> Problem statement
Reproduce word for word the section of the passage on long-term care for older adults that opens with the words containing "America is experiencing" and closes with "higher acuity care.".
-------- Document segment
America is experiencing an unprecedented “silver tsunami,” or, a rapidly increasing senior population, with one in five Americans projected to be over the age of 65 by 2040. Such drastic demographic change is placing immense strain on our healthcare system, chiefly in terms of the rising demand for higher acuity care.
The rise in high-acuity residents who require more monitoring has placed a heavy burden on the healthcare system, underscoring the urgent need for a comprehensive set of services, including isolation, tracheostomies, ventilators, and monitoring for depression and cognitive impairment.
Some of the challenges facing the long-term care industry include the following:
- Higher acuity: “Acuity” is a multidimensional term that encapsulates numerous aspects of patient care, ranging from the number of comorbidities to managing COVID-19 symptoms, or the degree of frailty and assistance required for daily activities. Today, nursing homes and other elder care facilities are witnessing a clear trend of higher acuity among residents, creating a complex challenge for the existing workforce. Long-term care facilities are also receiving hospital discharges sooner, forcing them to care for more medically complex residents with high acuity.
- An increase in chronic illness: With 85% of older adults having at least one chronic condition and 60% possessing two or more, our healthcare providers face an ever-growing challenge. The COVID-19 pandemic exacerbated the situation, causing more chronic illnesses and higher mortality in the elderly. This burgeoning prevalence of chronic conditions is stretching our healthcare system to its limits.
- Shorthanded staff: Medical professionals are grappling with onerous workloads, and they need additional help in administering care. To make matters worse, skilled nursing providers are dealing with a crippling workforce shortage while concurrently dealing with escalating costs of care and the increasing complexity of patient needs, often referred to as “acuity.”
----------------
-------- Information provided
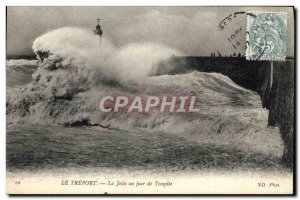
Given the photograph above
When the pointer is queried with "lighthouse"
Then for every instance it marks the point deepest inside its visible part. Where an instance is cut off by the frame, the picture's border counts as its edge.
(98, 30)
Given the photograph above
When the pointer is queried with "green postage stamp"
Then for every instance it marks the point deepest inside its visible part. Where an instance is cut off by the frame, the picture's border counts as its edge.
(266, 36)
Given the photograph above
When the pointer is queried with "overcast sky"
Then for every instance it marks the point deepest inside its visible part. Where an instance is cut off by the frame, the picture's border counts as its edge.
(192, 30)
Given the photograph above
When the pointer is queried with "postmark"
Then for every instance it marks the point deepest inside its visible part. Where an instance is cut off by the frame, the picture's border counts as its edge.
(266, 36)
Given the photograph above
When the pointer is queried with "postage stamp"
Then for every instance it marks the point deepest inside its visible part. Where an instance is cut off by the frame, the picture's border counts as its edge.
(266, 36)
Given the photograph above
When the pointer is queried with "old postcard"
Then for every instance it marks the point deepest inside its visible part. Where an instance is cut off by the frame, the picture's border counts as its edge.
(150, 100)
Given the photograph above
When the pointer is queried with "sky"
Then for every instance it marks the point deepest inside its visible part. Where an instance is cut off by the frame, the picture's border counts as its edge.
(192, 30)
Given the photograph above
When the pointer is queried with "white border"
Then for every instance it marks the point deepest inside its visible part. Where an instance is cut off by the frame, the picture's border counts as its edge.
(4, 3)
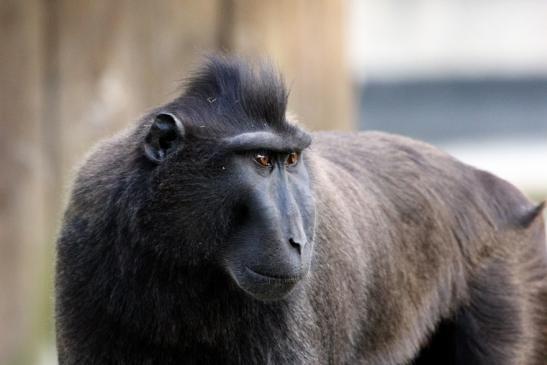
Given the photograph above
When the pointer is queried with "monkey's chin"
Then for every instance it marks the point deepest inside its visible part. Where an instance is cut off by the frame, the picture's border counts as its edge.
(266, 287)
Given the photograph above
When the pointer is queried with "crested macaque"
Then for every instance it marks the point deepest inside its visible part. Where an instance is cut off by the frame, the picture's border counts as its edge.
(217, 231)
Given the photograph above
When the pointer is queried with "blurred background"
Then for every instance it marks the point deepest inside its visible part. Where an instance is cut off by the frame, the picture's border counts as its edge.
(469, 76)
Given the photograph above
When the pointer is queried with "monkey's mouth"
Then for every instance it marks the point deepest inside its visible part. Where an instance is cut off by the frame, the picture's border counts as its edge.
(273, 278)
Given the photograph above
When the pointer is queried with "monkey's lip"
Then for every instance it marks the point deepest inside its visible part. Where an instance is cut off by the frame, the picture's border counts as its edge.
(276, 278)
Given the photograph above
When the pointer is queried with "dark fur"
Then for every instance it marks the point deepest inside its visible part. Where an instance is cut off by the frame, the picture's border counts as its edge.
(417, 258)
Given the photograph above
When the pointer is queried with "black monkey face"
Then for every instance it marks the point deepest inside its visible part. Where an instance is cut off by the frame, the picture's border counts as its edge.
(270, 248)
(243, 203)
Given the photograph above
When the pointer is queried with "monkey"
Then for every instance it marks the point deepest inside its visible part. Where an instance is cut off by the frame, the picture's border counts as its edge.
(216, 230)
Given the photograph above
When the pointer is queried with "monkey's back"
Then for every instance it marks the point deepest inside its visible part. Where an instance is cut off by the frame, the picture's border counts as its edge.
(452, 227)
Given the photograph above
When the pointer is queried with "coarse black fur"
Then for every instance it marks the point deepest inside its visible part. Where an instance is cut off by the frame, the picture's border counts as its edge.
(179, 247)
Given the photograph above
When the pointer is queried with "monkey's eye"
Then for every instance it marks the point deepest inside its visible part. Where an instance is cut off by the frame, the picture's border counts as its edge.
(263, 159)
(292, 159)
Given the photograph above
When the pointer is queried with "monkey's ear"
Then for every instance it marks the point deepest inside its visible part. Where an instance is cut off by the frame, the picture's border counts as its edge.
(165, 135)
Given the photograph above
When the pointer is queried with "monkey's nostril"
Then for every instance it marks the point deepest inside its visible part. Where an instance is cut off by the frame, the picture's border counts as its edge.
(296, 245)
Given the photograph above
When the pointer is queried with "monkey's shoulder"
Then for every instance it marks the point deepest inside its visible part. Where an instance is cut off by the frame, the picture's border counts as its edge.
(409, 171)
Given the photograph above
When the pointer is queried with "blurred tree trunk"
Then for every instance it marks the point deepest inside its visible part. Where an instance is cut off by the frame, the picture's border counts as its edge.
----------------
> Answer to this exercise
America is experiencing an unprecedented “silver tsunami,” or, a rapidly increasing senior population, with one in five Americans projected to be over the age of 65 by 2040. Such drastic demographic change is placing immense strain on our healthcare system, chiefly in terms of the rising demand for higher acuity care.